Data listing
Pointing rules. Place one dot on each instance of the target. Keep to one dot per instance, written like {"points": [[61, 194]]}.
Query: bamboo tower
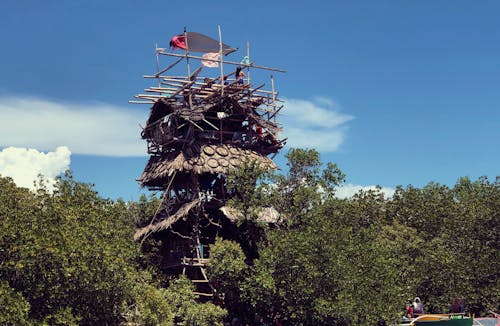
{"points": [[198, 129]]}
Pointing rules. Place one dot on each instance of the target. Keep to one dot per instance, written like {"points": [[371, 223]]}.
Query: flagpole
{"points": [[187, 53]]}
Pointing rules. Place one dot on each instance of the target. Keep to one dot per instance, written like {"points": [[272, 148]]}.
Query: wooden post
{"points": [[157, 63], [248, 56], [220, 59], [273, 95], [187, 52]]}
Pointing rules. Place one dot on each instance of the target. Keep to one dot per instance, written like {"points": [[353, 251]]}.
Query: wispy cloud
{"points": [[89, 128], [24, 165], [315, 124], [349, 190]]}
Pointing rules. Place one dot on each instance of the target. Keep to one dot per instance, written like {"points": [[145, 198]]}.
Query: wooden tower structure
{"points": [[201, 126]]}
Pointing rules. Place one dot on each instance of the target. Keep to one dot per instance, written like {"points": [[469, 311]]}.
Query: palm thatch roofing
{"points": [[208, 159], [168, 222], [264, 214]]}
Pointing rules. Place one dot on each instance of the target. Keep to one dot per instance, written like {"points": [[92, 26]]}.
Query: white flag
{"points": [[209, 63]]}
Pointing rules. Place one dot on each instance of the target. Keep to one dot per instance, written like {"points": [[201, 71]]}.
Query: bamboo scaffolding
{"points": [[251, 65]]}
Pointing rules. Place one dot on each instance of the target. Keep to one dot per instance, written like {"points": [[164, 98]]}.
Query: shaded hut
{"points": [[198, 129]]}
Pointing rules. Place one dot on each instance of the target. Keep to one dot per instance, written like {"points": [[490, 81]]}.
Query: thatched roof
{"points": [[264, 214], [209, 159], [166, 223]]}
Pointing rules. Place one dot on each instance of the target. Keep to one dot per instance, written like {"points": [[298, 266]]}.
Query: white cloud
{"points": [[349, 190], [317, 124], [91, 128], [24, 165]]}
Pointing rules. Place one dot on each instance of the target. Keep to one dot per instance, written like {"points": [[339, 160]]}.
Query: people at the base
{"points": [[418, 307], [409, 310]]}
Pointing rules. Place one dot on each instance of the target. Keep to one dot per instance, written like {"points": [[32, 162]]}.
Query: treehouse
{"points": [[202, 124]]}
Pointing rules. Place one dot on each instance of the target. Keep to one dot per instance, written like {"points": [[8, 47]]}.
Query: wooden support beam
{"points": [[251, 65]]}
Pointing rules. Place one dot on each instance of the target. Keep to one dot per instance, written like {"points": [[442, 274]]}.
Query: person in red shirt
{"points": [[409, 310]]}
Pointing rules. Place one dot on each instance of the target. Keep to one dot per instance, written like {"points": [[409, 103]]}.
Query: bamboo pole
{"points": [[187, 52], [248, 67], [224, 61], [141, 102], [157, 75], [274, 97], [220, 63]]}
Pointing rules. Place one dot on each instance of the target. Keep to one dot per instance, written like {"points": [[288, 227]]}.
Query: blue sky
{"points": [[394, 92]]}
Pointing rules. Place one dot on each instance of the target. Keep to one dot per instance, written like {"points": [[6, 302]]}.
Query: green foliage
{"points": [[151, 307], [226, 270], [451, 245], [69, 252], [227, 262], [14, 308], [181, 298], [305, 187]]}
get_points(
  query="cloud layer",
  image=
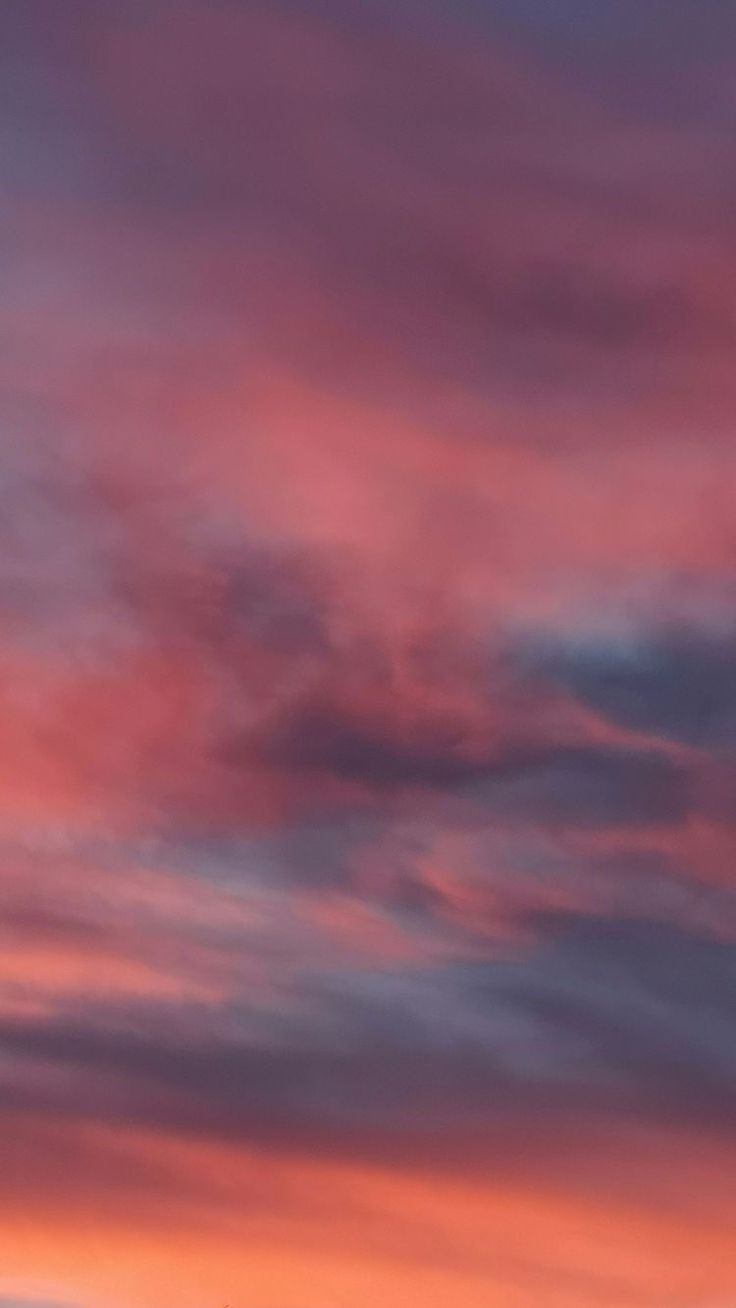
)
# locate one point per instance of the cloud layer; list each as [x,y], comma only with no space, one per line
[368,671]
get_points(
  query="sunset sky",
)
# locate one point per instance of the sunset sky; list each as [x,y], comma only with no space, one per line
[368,654]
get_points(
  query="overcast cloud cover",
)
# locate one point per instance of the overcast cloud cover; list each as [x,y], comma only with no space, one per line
[368,659]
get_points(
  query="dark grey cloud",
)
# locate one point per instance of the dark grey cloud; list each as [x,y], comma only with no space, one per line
[590,785]
[602,1016]
[679,683]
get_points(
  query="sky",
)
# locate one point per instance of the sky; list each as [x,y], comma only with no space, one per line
[368,654]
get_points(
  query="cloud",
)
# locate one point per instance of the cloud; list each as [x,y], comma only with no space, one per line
[679,683]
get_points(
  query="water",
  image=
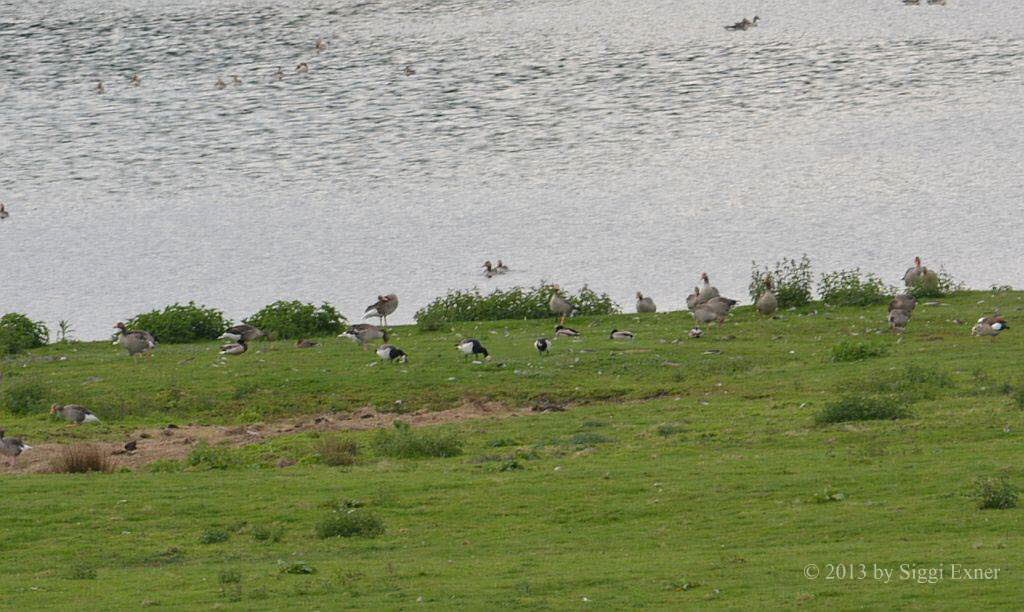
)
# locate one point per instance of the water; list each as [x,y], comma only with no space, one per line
[581,141]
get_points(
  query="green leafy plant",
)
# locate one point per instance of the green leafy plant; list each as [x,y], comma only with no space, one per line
[792,279]
[296,319]
[181,322]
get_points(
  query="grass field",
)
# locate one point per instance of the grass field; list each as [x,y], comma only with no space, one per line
[664,472]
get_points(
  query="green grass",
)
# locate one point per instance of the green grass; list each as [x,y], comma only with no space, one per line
[683,473]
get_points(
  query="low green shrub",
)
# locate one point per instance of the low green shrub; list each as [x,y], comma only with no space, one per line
[517,302]
[404,442]
[792,279]
[852,288]
[296,319]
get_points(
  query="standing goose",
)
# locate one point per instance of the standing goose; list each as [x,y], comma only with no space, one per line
[472,346]
[559,305]
[11,447]
[136,341]
[767,303]
[242,332]
[75,413]
[392,353]
[645,304]
[364,333]
[384,306]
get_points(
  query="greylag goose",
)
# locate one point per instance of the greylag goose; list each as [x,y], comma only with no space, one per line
[472,346]
[364,333]
[645,304]
[392,353]
[11,447]
[242,332]
[75,413]
[542,345]
[559,305]
[136,341]
[767,303]
[384,306]
[563,332]
[236,348]
[989,325]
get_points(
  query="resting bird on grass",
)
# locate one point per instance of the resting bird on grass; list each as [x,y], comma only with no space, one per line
[75,413]
[392,353]
[472,346]
[11,447]
[135,341]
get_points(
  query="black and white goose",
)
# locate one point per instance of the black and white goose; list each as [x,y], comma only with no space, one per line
[472,346]
[542,345]
[11,447]
[388,352]
[75,413]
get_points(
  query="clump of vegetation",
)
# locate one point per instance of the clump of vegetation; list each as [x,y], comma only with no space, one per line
[81,459]
[18,333]
[517,302]
[850,350]
[296,319]
[349,524]
[404,442]
[792,279]
[181,322]
[861,407]
[335,451]
[995,493]
[852,288]
[25,397]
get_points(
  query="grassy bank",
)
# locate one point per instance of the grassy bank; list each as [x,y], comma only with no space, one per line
[682,471]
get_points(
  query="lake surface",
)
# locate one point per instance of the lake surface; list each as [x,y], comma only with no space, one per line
[627,145]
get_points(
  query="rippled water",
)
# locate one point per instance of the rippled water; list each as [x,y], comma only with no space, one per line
[629,145]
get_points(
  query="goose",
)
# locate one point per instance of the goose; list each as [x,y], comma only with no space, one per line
[75,413]
[364,333]
[563,332]
[707,292]
[767,303]
[236,348]
[989,325]
[242,332]
[11,447]
[392,353]
[384,306]
[136,341]
[645,304]
[472,346]
[559,305]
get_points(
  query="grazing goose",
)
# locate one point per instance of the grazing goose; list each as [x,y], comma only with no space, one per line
[136,341]
[75,413]
[384,306]
[542,345]
[236,348]
[563,332]
[989,325]
[11,447]
[767,303]
[364,333]
[559,305]
[645,304]
[707,291]
[472,346]
[392,353]
[242,332]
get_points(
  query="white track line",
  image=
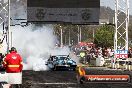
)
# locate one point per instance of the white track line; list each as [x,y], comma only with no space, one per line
[54,83]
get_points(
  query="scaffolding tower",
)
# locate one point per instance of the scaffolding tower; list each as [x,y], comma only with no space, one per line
[5,22]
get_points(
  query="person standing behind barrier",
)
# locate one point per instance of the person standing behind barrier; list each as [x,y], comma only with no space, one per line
[13,66]
[82,57]
[130,53]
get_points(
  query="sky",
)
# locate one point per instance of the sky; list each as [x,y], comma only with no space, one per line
[111,3]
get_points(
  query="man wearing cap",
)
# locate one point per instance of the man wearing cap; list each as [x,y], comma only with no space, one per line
[13,66]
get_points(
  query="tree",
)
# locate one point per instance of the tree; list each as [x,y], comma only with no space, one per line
[104,36]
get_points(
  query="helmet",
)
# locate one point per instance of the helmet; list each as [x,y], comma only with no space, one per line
[13,49]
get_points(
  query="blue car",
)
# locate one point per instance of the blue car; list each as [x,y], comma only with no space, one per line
[61,62]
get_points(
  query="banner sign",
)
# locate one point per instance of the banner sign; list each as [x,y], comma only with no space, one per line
[67,11]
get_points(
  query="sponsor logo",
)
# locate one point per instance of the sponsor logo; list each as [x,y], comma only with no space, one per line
[40,14]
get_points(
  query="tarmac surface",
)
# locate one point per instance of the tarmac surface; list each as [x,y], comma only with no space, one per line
[67,79]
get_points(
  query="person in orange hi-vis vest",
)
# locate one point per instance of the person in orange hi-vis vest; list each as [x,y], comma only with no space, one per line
[13,62]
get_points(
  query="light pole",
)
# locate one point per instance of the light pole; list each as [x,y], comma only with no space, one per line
[61,36]
[9,30]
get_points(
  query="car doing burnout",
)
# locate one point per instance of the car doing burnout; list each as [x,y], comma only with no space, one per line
[61,62]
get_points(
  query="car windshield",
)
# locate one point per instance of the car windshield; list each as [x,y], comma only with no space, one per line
[62,57]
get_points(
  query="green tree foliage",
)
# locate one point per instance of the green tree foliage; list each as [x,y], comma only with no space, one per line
[104,36]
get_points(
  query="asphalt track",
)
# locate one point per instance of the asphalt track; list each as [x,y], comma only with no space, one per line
[67,79]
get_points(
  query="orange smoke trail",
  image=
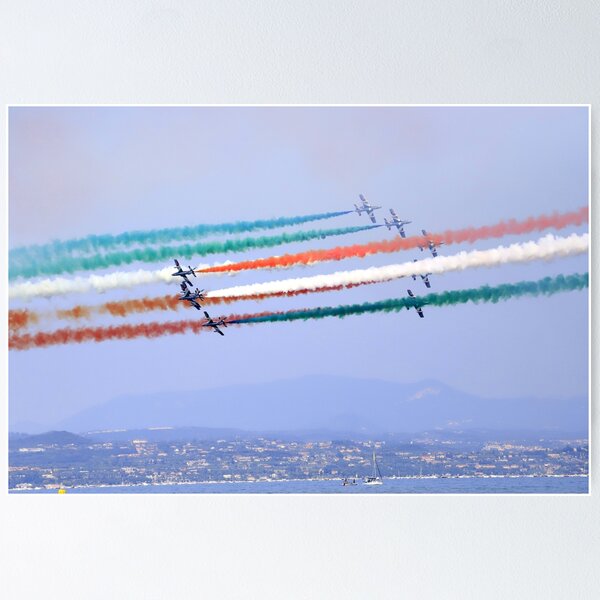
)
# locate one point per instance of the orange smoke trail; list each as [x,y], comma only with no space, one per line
[140,305]
[19,319]
[101,334]
[469,234]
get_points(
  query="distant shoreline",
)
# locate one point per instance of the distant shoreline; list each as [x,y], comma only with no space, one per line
[238,481]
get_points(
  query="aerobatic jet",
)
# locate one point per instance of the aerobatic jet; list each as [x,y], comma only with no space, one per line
[425,277]
[430,244]
[396,222]
[366,207]
[417,307]
[191,297]
[214,324]
[183,274]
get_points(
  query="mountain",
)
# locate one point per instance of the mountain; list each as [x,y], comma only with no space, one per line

§ **SET TASK**:
List every line of the material above that contains the string "orange".

§ **PROBLEM SOLUTION**:
  query="person in orange hi-vis vest",
# locate one point per instance of the person in orange hi-vis vest; list each as [x,y], comma only with no space, one per line
  query="orange smoke trail",
# locate one point per instance of the orange smoke trail; list each as [x,y], comma only with no space, one per line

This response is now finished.